■ Set task
Lay out the stretch from the start of the items through the line containing "Segment every instance of the conifer" as a JSON list of strings, one string per line, with blank lines omitted.

■ Excerpts from annotation records
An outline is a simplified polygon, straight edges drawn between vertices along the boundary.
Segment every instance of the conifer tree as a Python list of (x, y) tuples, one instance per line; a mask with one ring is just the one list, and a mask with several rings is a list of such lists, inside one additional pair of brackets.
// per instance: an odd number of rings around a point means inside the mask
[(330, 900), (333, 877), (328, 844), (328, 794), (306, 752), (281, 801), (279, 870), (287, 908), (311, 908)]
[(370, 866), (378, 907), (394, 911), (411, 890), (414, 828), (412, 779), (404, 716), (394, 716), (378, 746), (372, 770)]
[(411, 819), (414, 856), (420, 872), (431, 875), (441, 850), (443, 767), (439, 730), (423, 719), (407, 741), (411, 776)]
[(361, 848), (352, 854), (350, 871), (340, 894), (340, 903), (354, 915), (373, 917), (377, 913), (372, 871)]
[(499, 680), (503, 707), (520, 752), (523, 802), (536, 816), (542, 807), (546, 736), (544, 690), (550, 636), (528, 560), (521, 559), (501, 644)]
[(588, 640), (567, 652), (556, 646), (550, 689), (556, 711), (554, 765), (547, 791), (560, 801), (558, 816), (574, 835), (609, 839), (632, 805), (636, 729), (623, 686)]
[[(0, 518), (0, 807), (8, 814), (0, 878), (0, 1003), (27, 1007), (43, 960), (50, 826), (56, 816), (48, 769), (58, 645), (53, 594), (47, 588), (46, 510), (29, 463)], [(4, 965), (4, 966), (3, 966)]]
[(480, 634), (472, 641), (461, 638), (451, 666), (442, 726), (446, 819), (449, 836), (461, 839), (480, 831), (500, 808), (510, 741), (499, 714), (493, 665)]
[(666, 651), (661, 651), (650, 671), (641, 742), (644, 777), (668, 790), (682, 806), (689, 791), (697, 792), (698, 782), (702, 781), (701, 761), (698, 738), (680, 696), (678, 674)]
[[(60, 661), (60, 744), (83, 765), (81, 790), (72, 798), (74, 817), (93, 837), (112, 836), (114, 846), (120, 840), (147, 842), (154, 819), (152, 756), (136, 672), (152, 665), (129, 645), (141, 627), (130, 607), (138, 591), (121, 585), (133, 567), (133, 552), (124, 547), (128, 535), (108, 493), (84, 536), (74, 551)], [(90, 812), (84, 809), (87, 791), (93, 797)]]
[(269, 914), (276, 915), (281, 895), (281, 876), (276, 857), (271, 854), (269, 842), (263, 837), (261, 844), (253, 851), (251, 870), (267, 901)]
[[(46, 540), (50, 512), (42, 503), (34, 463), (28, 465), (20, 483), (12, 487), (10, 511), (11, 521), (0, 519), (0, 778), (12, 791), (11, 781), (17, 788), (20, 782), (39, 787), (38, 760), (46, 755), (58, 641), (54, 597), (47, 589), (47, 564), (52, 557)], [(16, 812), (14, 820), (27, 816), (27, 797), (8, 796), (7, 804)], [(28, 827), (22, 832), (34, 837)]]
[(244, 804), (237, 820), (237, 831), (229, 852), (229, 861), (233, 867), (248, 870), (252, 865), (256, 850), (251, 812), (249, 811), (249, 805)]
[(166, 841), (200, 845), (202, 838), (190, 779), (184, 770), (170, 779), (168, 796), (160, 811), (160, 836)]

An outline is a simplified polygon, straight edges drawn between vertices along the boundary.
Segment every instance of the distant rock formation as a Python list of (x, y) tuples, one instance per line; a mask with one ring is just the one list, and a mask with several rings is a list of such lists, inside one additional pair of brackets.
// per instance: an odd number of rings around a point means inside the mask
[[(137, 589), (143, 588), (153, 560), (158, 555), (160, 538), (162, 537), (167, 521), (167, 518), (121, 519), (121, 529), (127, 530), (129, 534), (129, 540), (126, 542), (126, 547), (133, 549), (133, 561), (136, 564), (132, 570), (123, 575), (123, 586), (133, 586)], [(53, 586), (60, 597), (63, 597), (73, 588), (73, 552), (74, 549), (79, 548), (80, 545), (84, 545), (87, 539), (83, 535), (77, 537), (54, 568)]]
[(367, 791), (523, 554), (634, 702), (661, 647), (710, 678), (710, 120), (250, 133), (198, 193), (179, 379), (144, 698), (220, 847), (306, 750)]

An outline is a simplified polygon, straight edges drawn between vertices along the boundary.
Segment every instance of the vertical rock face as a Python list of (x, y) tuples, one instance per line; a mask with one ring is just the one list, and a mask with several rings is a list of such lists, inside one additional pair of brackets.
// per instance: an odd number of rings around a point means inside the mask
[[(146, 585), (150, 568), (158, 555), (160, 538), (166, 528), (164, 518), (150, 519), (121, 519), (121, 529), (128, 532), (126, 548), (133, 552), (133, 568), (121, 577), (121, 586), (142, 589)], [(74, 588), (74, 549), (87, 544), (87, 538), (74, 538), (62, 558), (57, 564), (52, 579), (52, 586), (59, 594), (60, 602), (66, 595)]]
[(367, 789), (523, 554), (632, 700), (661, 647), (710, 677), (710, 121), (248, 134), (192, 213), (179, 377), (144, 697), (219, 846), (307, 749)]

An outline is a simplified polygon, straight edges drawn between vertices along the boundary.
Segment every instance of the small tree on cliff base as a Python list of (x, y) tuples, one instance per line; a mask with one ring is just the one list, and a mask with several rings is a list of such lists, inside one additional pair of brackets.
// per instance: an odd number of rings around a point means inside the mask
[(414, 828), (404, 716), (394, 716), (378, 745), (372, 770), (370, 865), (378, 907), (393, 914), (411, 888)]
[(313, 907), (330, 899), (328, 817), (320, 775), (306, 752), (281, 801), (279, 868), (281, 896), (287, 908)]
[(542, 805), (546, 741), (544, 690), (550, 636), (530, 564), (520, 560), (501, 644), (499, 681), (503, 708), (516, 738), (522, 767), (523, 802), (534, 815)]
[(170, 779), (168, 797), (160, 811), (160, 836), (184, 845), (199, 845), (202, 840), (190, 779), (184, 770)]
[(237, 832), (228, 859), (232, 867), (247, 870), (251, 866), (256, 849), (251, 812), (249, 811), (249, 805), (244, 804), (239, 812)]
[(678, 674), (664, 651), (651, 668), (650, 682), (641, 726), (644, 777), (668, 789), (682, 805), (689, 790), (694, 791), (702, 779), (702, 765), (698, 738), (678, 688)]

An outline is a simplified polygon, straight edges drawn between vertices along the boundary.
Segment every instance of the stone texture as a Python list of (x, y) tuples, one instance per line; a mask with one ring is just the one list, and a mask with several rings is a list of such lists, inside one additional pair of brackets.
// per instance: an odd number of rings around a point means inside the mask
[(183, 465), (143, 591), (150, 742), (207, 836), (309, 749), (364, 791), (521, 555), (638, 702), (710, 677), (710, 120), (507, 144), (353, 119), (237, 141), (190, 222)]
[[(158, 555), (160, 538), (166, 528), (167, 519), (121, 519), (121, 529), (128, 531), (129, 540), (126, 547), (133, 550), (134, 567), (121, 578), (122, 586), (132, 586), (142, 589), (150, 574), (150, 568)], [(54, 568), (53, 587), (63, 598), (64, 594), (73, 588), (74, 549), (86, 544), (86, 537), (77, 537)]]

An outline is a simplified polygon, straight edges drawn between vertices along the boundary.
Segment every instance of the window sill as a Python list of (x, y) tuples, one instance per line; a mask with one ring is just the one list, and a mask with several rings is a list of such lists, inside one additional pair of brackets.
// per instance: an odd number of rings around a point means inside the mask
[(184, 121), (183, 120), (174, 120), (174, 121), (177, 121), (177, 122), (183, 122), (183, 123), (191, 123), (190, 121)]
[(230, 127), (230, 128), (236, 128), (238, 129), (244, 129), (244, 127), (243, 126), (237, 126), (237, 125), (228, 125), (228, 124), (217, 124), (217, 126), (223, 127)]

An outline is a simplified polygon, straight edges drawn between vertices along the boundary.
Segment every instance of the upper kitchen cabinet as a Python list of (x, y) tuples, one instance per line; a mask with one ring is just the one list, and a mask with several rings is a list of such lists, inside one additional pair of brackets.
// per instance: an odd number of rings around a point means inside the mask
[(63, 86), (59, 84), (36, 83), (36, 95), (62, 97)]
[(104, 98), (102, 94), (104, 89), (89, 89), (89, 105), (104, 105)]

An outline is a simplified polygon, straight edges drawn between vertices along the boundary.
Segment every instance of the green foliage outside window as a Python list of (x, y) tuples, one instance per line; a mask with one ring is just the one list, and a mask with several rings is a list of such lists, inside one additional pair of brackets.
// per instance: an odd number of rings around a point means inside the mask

■ Result of the task
[
  "An outline is a simplified polygon, straight edges drawn between vertices along the boundary.",
  "Segment every instance of the conifer tree as a Python list of (x, y) tuples, one instance per line; a mask with one ring is just the one list, and a mask with several rings is a list of such lists, inside one additional pair of brackets."
]